-- BEGIN Records --
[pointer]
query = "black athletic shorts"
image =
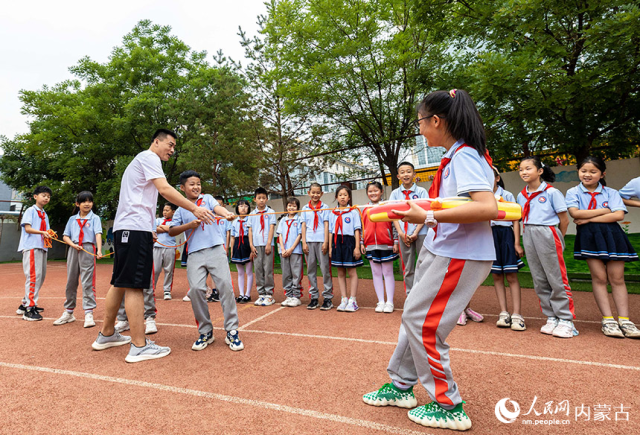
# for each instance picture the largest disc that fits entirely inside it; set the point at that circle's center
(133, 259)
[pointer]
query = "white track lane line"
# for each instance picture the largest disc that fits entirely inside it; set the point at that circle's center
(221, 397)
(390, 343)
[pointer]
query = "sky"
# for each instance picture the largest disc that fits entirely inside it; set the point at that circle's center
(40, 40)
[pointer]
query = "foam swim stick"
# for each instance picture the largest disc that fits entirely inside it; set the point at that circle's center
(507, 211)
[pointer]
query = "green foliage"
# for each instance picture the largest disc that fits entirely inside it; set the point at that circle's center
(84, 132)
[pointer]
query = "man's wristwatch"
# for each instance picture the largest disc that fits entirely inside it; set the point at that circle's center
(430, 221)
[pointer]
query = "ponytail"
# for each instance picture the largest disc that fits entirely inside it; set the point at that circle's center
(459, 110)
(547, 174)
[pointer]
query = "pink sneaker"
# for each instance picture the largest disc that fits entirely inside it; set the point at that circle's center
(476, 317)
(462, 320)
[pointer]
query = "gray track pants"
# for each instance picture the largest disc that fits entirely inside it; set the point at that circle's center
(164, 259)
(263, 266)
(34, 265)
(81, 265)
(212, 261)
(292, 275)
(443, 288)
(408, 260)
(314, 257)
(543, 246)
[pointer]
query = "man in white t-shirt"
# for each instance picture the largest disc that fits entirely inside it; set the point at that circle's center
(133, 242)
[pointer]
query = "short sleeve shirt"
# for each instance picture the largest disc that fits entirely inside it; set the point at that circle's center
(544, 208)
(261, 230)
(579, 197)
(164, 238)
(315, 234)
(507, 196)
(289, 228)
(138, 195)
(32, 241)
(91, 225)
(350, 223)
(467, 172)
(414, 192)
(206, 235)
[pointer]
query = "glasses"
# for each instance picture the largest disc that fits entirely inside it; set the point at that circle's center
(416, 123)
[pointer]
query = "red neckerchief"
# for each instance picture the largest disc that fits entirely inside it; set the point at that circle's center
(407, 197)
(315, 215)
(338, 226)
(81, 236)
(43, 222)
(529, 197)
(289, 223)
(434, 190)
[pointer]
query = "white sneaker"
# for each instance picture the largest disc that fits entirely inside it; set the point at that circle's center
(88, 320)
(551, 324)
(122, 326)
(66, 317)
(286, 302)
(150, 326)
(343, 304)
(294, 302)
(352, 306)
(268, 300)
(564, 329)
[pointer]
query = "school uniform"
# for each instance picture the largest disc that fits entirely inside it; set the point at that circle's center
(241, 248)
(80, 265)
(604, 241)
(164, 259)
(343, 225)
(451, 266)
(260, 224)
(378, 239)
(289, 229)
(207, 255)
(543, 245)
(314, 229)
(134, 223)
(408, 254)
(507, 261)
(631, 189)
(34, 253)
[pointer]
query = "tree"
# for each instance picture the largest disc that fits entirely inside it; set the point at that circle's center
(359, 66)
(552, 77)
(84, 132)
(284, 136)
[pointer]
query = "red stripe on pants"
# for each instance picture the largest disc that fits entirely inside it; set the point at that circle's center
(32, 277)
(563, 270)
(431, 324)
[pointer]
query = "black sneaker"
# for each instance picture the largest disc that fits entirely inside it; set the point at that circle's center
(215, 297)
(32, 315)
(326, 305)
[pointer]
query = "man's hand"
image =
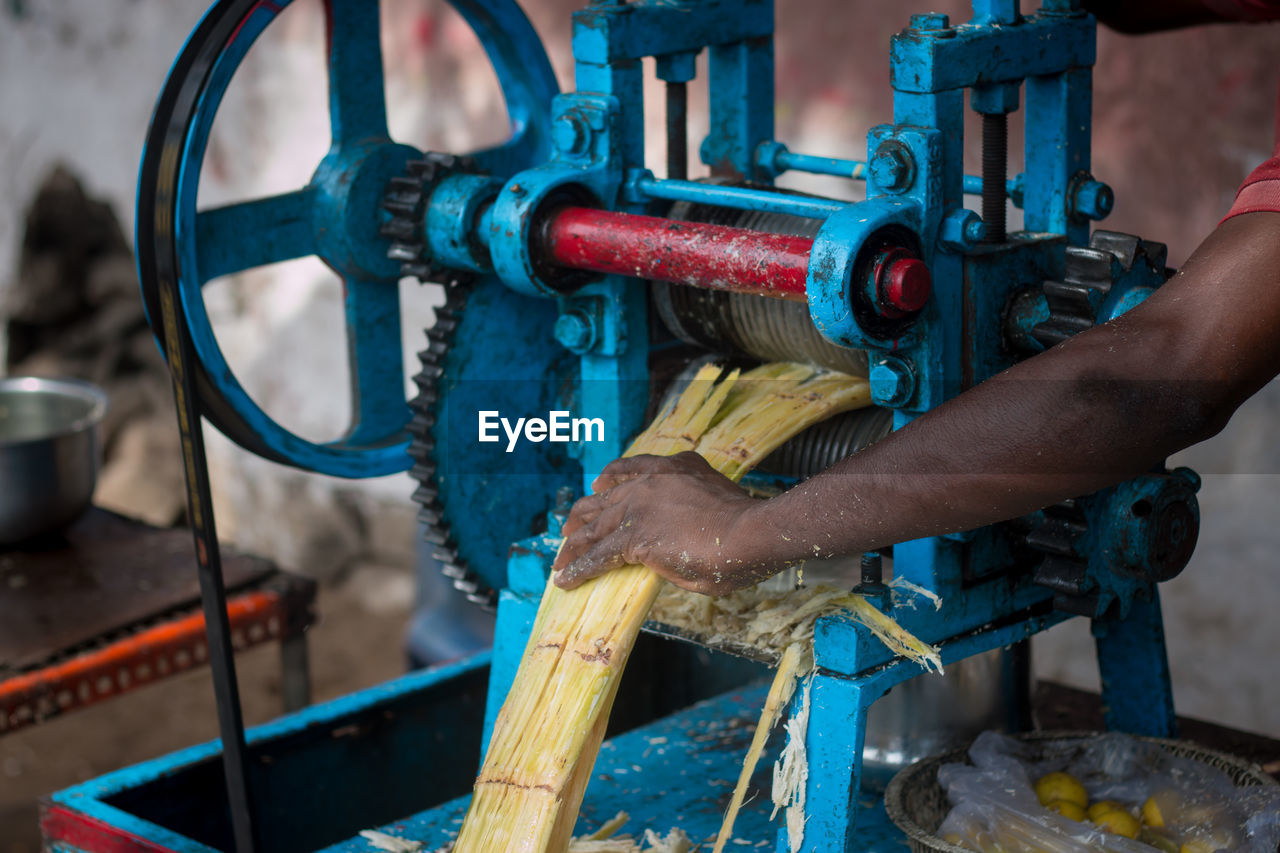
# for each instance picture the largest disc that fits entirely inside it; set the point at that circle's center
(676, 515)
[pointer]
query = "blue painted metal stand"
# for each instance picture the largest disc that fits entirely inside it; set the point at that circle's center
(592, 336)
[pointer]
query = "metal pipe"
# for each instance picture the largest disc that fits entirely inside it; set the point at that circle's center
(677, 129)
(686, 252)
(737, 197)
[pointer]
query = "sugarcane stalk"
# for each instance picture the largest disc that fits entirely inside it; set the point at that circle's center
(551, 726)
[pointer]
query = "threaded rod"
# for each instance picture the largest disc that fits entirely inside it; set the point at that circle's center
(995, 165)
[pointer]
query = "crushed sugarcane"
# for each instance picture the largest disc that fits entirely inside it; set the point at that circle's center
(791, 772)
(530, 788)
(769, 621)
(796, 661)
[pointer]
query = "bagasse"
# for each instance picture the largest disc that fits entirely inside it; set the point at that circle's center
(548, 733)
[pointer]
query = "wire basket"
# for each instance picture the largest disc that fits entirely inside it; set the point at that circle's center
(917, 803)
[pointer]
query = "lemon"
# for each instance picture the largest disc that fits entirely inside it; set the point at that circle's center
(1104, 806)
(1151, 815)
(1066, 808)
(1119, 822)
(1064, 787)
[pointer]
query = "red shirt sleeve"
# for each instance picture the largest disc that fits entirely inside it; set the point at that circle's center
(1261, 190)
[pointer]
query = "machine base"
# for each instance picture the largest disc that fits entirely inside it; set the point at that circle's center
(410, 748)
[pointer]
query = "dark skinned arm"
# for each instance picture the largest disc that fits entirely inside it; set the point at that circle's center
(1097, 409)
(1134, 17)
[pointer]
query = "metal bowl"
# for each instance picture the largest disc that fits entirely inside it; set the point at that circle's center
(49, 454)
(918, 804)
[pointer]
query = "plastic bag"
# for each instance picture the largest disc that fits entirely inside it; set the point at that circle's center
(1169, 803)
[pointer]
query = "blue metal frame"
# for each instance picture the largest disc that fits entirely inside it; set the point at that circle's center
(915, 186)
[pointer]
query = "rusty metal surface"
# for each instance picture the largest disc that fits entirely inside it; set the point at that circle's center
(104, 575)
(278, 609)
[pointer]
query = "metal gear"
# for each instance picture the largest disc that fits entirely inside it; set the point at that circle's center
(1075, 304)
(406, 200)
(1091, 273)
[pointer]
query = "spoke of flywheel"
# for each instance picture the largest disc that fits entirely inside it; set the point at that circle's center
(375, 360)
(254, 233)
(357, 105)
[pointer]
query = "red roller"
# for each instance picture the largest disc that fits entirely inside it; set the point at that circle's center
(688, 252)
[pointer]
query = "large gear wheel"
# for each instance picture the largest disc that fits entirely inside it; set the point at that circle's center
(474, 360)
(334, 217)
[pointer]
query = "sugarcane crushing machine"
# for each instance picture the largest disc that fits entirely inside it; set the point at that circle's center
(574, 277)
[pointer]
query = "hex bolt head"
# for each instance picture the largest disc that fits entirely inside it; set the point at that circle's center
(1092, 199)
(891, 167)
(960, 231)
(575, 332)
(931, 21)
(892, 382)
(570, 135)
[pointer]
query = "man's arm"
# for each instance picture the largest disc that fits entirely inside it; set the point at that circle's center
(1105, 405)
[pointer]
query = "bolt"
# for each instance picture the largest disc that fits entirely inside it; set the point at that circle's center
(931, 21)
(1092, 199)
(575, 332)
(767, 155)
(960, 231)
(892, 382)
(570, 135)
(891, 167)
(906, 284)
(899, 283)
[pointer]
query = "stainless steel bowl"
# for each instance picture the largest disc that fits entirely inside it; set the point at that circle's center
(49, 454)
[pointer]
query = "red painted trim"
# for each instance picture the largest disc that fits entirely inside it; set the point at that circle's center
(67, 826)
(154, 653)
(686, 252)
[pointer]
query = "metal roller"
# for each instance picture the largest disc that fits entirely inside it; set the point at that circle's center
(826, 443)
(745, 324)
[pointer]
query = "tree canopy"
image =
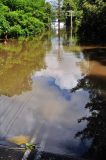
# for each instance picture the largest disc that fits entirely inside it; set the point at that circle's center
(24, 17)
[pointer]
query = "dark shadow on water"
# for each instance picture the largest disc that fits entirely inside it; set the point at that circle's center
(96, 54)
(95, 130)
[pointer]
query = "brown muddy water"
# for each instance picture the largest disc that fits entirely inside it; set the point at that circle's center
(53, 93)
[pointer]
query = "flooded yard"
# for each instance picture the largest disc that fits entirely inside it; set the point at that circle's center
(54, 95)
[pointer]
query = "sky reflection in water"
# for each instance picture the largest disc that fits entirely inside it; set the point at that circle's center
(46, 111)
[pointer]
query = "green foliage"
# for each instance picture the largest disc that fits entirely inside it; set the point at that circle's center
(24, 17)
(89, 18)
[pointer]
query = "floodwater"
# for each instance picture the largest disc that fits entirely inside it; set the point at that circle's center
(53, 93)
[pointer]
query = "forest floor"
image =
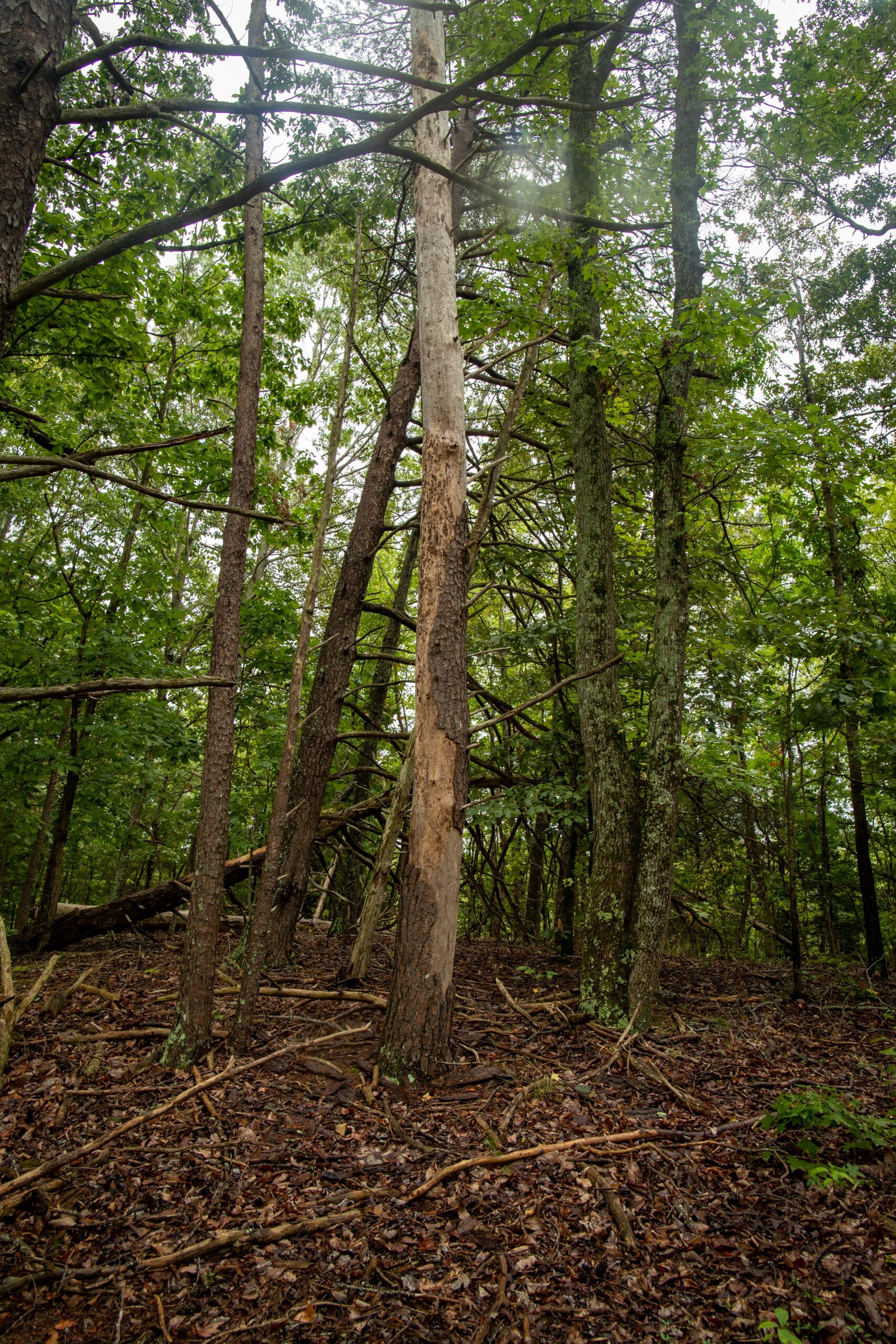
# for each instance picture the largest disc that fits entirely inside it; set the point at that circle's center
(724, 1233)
-- END Records --
▶ What to work on
How many of the lines above contain the string "shirt"? Case counts, so match the capitals exactly, and reply with the number alone.

▶ Problem solution
3